### Task material ###

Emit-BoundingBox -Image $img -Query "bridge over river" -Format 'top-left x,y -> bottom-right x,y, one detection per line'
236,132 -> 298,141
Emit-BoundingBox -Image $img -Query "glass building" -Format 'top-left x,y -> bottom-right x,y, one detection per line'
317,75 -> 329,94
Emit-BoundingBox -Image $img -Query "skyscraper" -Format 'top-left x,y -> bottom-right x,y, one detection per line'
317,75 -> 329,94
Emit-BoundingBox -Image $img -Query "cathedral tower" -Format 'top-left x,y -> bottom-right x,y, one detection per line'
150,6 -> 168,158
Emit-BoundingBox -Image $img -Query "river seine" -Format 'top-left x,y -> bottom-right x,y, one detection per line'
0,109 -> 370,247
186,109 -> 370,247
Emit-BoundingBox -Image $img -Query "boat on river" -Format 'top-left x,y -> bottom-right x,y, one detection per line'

###

Write out all of the records again, changing every occurrence of "one detection per line" to "one box per line" and leaving everything else as it is.

Emit-BoundingBox -Image $img -Query "bridge over river" -Format 'top-left x,y -> bottom-right x,y, one box per line'
236,132 -> 298,141
Emit-BoundingBox -Image $img -Query "glass building" -Format 'top-left x,y -> bottom-right x,y, one box per line'
317,75 -> 329,94
Emit-BoundingBox -Image $img -Query "skyscraper" -Format 'top-left x,y -> bottom-right x,y, one box per line'
317,75 -> 329,94
Emit-BoundingBox -Image $img -Query "cathedral tower" -Format 'top-left x,y -> bottom-right x,y, one box per line'
150,6 -> 168,158
Emit-BoundingBox -Image $img -Query "river seine" -Format 'top-left x,y -> bottom-right x,y, one box per line'
0,109 -> 370,247
186,109 -> 370,247
Emit-BoundingBox -Image $img -Query "boat on river" -Format 'top-left x,y -> bottom-right x,y, one box per line'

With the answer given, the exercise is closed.